Performance: TDengine vs OpenTSDB

Abstract:In this test, TDengine is compared with OpenTSDB in the terms of writing throughput, query throughput, aggregation query response time and on-disk compression. The results demonstrates that TDengine outperforms OpenTSDB with 25x greater write throughput, 32x larger query throughput, 1000x faster in aggregation query (1000x when grouping by tags and 40x when grouping by time) while using 5x less disk space.

About the hardware

Servers and the testing program are running on the same Dell desktop of the model type ” OptiPlex- 3050″, with  4 cores and 8G memory. Detailed configurations are as follows:

OS: Ubuntu 16.04 x64
CPU: Intel(R) Core(TM) i3-7100 CPU @ 3.90GHz
Memory: 8GB
Disk: 1TB HDD

About the dataset

Two popular datasets were investigated before this test:

  • New York taxi running information: cannot design the data model becuase there is no information for the single car
  • faker generation tool: unfit for the IoT scenario because only strings can be generated.

To make this test repeatable, we write a specific data generation program, which simulates the temperature (int) and humidity (float) meausrements from thermohydrometers. Each thermohydrometer has three tags: device ID, device group, and device name. To make the simulation look authentic, the dataset distributes normally, not randomly.

All measurements are sampled every 1 second, containing 10k devices with 10k records from each device. There are 3 tags, 2 numeric values and 1 timestamp in each record.

......

**WRITTEN TASKS**:
1) Translate this sentence from the TDengine vs OpenTSDB benchmark into Spanish: "Each thermohydrometer has three tags: device ID, device group, and device name."
2) Using the TDengine vs OpenTSDB benchmark, answer briefly:
(a) Which CPU does the test machine have?
(b) Why was the faker generation tool judged unfit?
(c) How often are all measurements sampled?

**DATA SHOWN**:

......

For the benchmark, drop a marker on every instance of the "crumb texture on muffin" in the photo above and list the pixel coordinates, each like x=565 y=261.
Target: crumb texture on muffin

......

**EXERCISE SOLUTIONS**:
1) Cada termohigrómetro tiene tres etiquetas: ID del dispositivo, grupo del dispositivo y nombre del dispositivo.

2)
(a) Intel(R) Core(TM) i3-7100 CPU @ 3.90GHz
(b) It can generate only strings, which makes it unfit for the IoT scenario.
(c) Every 1 second